I have resisted playdates for the past couple of months.
Obviously they’re great when you’re off-loading your kids to another parent with the words: ‘See you later. Good luck!’ ringing in their ears. But hosting them is a different matter.
Or hosting boys is a different matter.
I’ve always thought of my seven year-old son as a boys’ boy. He likes to get stuck in, charge around like a maniac, and scream at the top of his voice pretending to be a velociraptor or Kung Fu Panda. And his mates – as well brought-up and polite they are – are the same.
Chaotic. All that dormant testosterone, pent up, waiting to erupt. Mini-Vesuviuses.
But lately, I’ve noticed he’s started to withdraw into himself. And on the odd occasion I’ve seen him in the playground, he has seemed even more reserved.
‘I’m worried about him,’ I told his Mum. ‘He won’t talk to me about what’s up. Can you have a word? Take him out for a hot chocolate. Prise it out of him.’
And so she did.
What she found out made me feel rather lacking in the parental stakes: he has no friends.
Now this isn’t a deliberate act on my part. At school pick-up I see other kids strolling off to other kids’ houses, but Tom is never invited. I also found out that he hasn’t been invited to a couple of birthday parties, either.
He used to be invited, but because of the complicated logistics of our domestic set-up (I have to pick my boys up from one school, then shoot off as quick-as-a-flash to another to collect their sister, my stepdaughter) it’s difficult to host other people’s children, what with the demands of homework, teatime and bathtime.
Which is all very convenient for me – but at what cost?

- [ENTRIES]

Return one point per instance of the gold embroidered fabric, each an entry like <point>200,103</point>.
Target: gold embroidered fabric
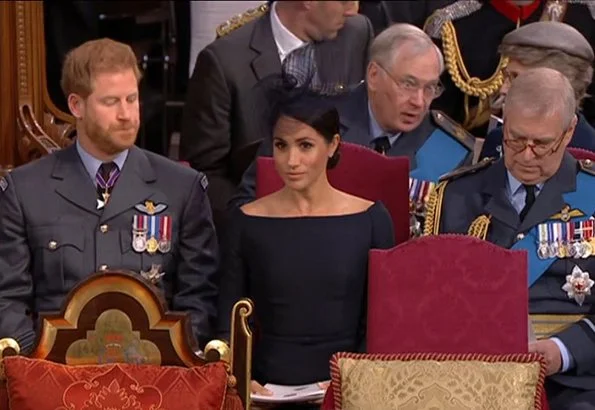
<point>437,385</point>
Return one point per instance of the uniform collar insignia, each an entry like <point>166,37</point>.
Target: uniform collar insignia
<point>150,208</point>
<point>567,213</point>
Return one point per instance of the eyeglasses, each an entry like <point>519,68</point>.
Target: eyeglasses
<point>539,149</point>
<point>411,86</point>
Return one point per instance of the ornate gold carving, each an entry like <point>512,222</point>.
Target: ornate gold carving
<point>241,312</point>
<point>113,282</point>
<point>113,341</point>
<point>238,21</point>
<point>470,86</point>
<point>434,210</point>
<point>217,350</point>
<point>9,345</point>
<point>479,227</point>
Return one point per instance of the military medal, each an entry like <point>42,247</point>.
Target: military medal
<point>578,285</point>
<point>587,236</point>
<point>542,246</point>
<point>165,234</point>
<point>152,243</point>
<point>139,233</point>
<point>552,248</point>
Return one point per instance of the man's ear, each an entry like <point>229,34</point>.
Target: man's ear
<point>76,105</point>
<point>372,76</point>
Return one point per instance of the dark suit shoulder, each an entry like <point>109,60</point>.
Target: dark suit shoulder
<point>241,20</point>
<point>587,166</point>
<point>468,170</point>
<point>452,128</point>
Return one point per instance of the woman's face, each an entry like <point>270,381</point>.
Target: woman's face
<point>300,153</point>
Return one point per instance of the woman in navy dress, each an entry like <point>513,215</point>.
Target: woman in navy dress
<point>301,253</point>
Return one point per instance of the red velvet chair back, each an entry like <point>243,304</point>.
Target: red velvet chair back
<point>580,153</point>
<point>360,172</point>
<point>447,294</point>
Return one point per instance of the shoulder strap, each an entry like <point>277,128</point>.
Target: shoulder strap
<point>434,210</point>
<point>458,9</point>
<point>238,21</point>
<point>454,129</point>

- [EXERCISES TO COMPLETE]
• 1. Print the part of the piece about playdates starting with "I have resisted" and going on through "even more reserved.".
• 2. Rewrite the listing lines starting with the line with "Return one point per instance of the eyeglasses, each" and going on through the line with "<point>301,253</point>", putting "Object" in place of "Target" and leaving all else unchanged. Give only those lines.

- [ANSWERS FOR THIS EXERCISE]
• 1.
I have resisted playdates for the past couple of months.
Obviously they’re great when you’re off-loading your kids to another parent with the words: ‘See you later. Good luck!’ ringing in their ears. But hosting them is a different matter.
Or hosting boys is a different matter.
I’ve always thought of my seven year-old son as a boys’ boy. He likes to get stuck in, charge around like a maniac, and scream at the top of his voice pretending to be a velociraptor or Kung Fu Panda. And his mates – as well brought-up and polite they are – are the same.
Chaotic. All that dormant testosterone, pent up, waiting to erupt. Mini-Vesuviuses.
But lately, I’ve noticed he’s started to withdraw into himself. And on the odd occasion I’ve seen him in the playground, he has seemed even more reserved.

• 2.
Return one point per instance of the eyeglasses, each an entry like <point>519,68</point>.
Object: eyeglasses
<point>539,149</point>
<point>411,86</point>
Return one point per instance of the ornate gold carving, each an entry like <point>512,222</point>.
Object: ornate gold carving
<point>241,312</point>
<point>113,282</point>
<point>113,341</point>
<point>238,21</point>
<point>470,86</point>
<point>434,210</point>
<point>217,350</point>
<point>9,345</point>
<point>479,227</point>
Return one point per instance of the military medal, each an entry like <point>42,247</point>.
Object: military medal
<point>578,285</point>
<point>587,236</point>
<point>542,246</point>
<point>165,234</point>
<point>152,243</point>
<point>139,233</point>
<point>552,248</point>
Return one point per instance of the man's ear, each an entry like <point>229,34</point>.
Object: man's ear
<point>76,105</point>
<point>372,76</point>
Return one point per instance of the dark suit shoulder, each an entry like <point>109,60</point>.
Object: dark suit shoulder
<point>241,20</point>
<point>587,166</point>
<point>468,170</point>
<point>452,128</point>
Return one point per instance of the woman's face, each an entry like <point>270,381</point>.
Object: woman's face
<point>300,153</point>
Return one point per instance of the woman in navy dress, each an entry like <point>513,215</point>.
Object: woman in navy dress
<point>301,253</point>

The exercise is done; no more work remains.